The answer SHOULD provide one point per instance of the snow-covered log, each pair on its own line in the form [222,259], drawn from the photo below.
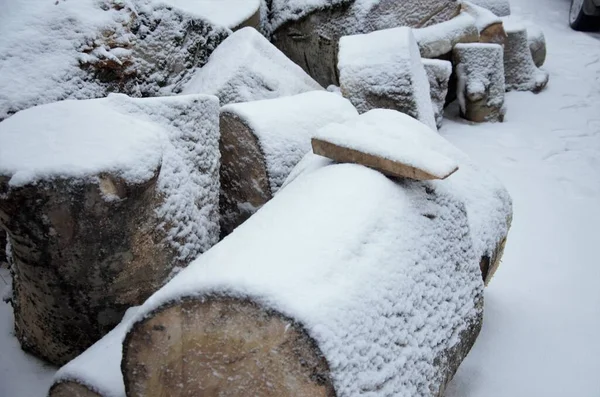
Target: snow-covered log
[246,67]
[480,87]
[141,48]
[101,200]
[438,74]
[262,141]
[346,283]
[383,69]
[309,32]
[520,70]
[500,8]
[437,40]
[379,139]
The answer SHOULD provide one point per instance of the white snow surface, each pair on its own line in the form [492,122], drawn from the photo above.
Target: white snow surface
[247,67]
[284,126]
[340,270]
[227,13]
[78,139]
[394,136]
[385,62]
[437,40]
[99,367]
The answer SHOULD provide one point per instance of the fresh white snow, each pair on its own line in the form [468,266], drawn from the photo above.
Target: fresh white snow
[283,126]
[394,136]
[542,309]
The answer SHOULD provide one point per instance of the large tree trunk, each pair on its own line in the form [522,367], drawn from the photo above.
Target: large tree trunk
[340,285]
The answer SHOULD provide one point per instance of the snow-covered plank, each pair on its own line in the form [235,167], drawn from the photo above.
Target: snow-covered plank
[388,141]
[246,67]
[383,69]
[262,141]
[376,277]
[103,199]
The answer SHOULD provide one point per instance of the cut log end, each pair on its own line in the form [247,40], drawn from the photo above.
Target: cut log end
[71,389]
[221,346]
[385,166]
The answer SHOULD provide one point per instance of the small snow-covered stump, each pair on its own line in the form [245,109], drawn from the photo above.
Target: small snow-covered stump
[262,141]
[353,283]
[376,140]
[500,8]
[480,73]
[383,69]
[309,32]
[438,73]
[246,67]
[101,200]
[437,40]
[520,71]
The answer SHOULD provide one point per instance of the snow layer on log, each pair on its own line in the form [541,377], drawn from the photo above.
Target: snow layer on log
[394,136]
[55,50]
[246,67]
[383,69]
[499,7]
[383,304]
[227,13]
[284,126]
[99,367]
[438,73]
[78,139]
[437,40]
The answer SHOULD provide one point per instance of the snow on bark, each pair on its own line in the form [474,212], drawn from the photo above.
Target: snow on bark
[308,32]
[383,69]
[246,67]
[262,141]
[437,40]
[480,87]
[520,70]
[438,74]
[389,141]
[381,275]
[57,50]
[102,199]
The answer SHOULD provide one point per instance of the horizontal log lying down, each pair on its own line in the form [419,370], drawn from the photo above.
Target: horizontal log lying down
[345,283]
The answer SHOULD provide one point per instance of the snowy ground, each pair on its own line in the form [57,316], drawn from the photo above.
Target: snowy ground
[543,306]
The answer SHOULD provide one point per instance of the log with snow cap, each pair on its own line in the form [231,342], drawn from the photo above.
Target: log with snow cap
[262,141]
[308,32]
[101,200]
[345,283]
[246,67]
[383,69]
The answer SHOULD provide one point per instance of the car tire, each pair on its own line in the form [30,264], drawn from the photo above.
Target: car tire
[579,20]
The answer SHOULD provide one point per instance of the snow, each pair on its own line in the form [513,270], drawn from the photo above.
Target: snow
[437,40]
[78,139]
[346,266]
[394,136]
[247,67]
[98,368]
[383,64]
[227,13]
[284,126]
[499,7]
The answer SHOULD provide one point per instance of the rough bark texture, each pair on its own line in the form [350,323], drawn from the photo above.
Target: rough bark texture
[312,41]
[71,389]
[241,155]
[221,346]
[520,71]
[438,73]
[388,167]
[79,260]
[480,82]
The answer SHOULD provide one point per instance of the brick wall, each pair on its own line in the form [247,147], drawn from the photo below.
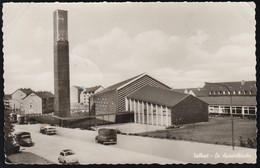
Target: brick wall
[190,110]
[61,79]
[104,103]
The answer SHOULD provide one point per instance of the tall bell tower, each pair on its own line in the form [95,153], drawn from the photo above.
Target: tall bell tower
[61,64]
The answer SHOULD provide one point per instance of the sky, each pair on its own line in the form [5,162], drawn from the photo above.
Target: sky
[181,44]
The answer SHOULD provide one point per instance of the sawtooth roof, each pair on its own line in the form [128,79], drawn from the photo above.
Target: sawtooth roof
[236,100]
[158,96]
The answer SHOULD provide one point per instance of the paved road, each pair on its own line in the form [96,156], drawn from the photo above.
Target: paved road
[87,150]
[132,149]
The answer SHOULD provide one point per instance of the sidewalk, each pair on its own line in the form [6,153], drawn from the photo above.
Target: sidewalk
[27,158]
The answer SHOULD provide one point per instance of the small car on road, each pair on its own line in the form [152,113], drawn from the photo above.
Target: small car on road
[106,136]
[67,156]
[48,130]
[23,138]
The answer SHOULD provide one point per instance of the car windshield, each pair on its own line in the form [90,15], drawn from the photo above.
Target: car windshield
[26,136]
[107,131]
[51,128]
[69,153]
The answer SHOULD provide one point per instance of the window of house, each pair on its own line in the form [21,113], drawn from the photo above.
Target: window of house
[227,109]
[251,110]
[164,111]
[239,110]
[154,109]
[233,110]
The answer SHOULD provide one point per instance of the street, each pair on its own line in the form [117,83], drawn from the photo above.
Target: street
[131,149]
[87,150]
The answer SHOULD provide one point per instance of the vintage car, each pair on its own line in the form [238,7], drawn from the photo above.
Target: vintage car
[67,156]
[106,136]
[48,130]
[23,139]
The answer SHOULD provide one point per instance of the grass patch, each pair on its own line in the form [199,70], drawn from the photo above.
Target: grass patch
[216,131]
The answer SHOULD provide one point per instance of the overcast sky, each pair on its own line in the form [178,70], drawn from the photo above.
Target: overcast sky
[181,44]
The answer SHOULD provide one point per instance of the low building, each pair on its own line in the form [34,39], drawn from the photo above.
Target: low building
[7,101]
[17,96]
[224,97]
[157,106]
[241,105]
[87,92]
[110,102]
[38,103]
[75,92]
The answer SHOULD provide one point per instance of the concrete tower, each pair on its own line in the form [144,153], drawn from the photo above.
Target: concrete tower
[61,64]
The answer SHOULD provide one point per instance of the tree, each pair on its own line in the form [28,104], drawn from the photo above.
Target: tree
[8,136]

◆ ◆ ◆ ◆ ◆ ◆ ◆

● Work task: Please count the lines of the entries above that include "below" and give only the total.

● Solution to the exercise: 2